==== Texto para leitura ====
Por Guilherme Boulos, na revista CartaCapital:
Os liberais brasileiros não nasceram ontem. Fazem parte de uma longa tradição, quase uma linhagem de... herdeiros. Bem, não é o perfil mais adequado a um self-made man como alguns gostam, mas o fato é que o Brasil, por sua formação histórica, nunca foi o terreno mais fácil para seguir os ideais do liberalismo clássico.
Nosso país preservou a escravidão por quase 400 anos. Depois disso, não foi criado por aqui um ambiente exatamente propício à competição livre e à igualdade de condições. Nasceu o capitalismo da casa-grande.
Os liberais tupiniquins, desde o princípio, tiveram de fazer “concessões” ao conservadorismo mais rançoso. Desde sempre fora do lugar, a turma de Roberto Campos, o economista liberal que foi ministro da ditadura e posicionou-se contra as Diretas Já, “adaptou” seus princípios, misturando liberalismo econômico com autoritarismo político, intolerância aos negros, índios, pobres e qualquer representação popular.
==== Dados armazenados ====
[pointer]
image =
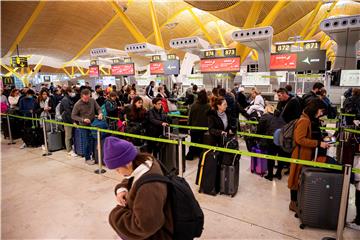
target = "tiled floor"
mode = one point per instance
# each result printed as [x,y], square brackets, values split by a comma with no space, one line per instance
[60,197]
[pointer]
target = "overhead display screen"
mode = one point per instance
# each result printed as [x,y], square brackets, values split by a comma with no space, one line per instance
[350,78]
[157,68]
[172,67]
[311,60]
[123,69]
[220,65]
[94,71]
[283,61]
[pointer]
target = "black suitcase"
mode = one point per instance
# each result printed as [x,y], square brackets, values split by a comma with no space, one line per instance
[319,198]
[169,153]
[229,177]
[209,173]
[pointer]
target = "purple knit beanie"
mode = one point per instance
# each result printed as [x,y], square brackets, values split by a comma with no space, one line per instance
[118,153]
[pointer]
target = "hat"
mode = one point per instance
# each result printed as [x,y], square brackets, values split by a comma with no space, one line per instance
[118,153]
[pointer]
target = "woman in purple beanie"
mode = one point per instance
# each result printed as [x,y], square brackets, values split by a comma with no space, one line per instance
[144,212]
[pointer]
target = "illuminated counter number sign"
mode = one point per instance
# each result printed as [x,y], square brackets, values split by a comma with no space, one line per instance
[283,48]
[171,57]
[312,46]
[230,52]
[210,53]
[156,58]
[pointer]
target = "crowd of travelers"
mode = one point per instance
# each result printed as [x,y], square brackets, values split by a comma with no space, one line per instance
[219,110]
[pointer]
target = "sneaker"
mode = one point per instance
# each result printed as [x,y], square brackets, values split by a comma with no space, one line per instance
[353,225]
[90,162]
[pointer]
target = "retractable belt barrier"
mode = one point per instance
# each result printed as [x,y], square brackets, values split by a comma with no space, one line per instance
[226,150]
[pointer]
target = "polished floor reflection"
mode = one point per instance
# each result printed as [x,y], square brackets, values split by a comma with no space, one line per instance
[59,196]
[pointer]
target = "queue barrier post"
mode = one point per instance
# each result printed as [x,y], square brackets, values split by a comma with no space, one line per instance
[47,153]
[9,130]
[100,170]
[343,204]
[180,152]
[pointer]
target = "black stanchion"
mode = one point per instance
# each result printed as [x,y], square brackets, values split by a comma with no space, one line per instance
[9,130]
[47,153]
[100,170]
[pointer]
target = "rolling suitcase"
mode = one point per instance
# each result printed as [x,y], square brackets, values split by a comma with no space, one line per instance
[78,143]
[229,177]
[258,165]
[169,153]
[33,136]
[54,139]
[209,173]
[319,198]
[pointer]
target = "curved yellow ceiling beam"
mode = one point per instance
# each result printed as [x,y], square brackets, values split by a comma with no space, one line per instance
[26,27]
[312,18]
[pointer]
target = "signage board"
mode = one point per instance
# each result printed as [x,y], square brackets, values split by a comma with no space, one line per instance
[283,61]
[311,60]
[283,48]
[172,67]
[209,53]
[311,46]
[8,80]
[19,62]
[126,69]
[350,78]
[231,52]
[94,71]
[156,68]
[171,57]
[156,58]
[220,65]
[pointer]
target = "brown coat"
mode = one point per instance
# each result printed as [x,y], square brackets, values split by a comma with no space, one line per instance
[147,214]
[304,144]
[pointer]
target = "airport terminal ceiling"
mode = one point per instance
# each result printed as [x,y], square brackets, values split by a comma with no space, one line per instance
[62,31]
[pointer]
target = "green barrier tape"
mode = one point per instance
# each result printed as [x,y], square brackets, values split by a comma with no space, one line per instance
[352,130]
[22,117]
[139,136]
[255,135]
[248,121]
[71,125]
[271,157]
[329,128]
[189,127]
[178,115]
[347,115]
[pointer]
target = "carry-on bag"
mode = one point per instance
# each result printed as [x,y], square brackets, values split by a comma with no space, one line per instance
[258,165]
[54,138]
[33,136]
[209,173]
[229,177]
[78,142]
[319,197]
[169,153]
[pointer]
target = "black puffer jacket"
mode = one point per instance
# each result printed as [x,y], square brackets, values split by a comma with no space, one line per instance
[216,126]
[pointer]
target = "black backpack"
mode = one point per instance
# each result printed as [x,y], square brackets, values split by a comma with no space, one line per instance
[188,218]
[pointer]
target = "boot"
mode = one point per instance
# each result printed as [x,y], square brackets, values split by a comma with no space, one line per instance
[293,206]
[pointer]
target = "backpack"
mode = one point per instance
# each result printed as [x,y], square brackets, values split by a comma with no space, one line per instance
[188,217]
[284,137]
[58,115]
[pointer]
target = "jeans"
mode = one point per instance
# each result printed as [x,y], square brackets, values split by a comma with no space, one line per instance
[68,138]
[88,143]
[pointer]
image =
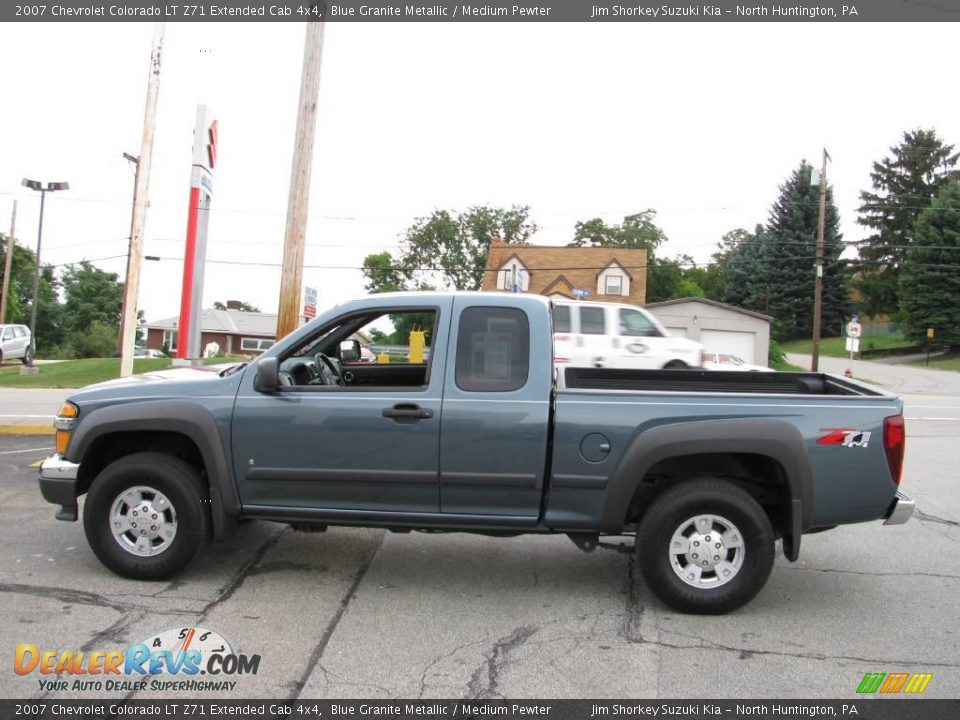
====
** Tarefas **
1. Indique se cada afirmação a seguir está de acordo com o texto sobre os liberais brasileiros, respondendo sim ou não e citando literalmente as palavras do texto que decidem a resposta. (a) O Brasil manteve a escravidão por quase 400 anos. (b) O Brasil sempre foi um terreno fácil para os ideais do liberalismo clássico. (c) Roberto Campos se posicionou a favor das Diretas Já.
2. Dê continuidade ao texto sobre os liberais brasileiros a partir da última frase.
Os registros não têm relação com o texto.

** Respostas das tarefas **
1.
(a) Sim: "Nosso país preservou a escravidão por quase 400 anos."
(b) Não: "nunca foi o terreno mais fácil para seguir os ideais do liberalismo clássico"
(c) Não: "posicionou-se contra as Diretas Já"

2.
Há uma base objetiva na heterodoxia do liberalismo à brasileira. Aqui, mais do que em outras terras, o capital sempre mamou nas tetas do Estado. A lógica é: Estado mínimo na hora de privatizar os lucros, máximo quando se trata de socializar os prejuízos. Sem falar nos eternos incentivos, perdões de dívidas e no laissez-faire da sonegação fiscal.
Entre trancos e barrancos, os liberais perseveraram e hoje crescem. São dezenas de institutos, fundações, grupos e grupelhos a vender receitas para a salvação nacional.
Sua renovação tem produzido “novidades” um tanto decepcionantes. É o caso do MBL, que, envergonhado em juntar-se aos 3% que defendem o governo de Michel Temer, busca crescer por meio do conservadorismo cultural. Mais uma do ornitorrinco liberal brasileiro.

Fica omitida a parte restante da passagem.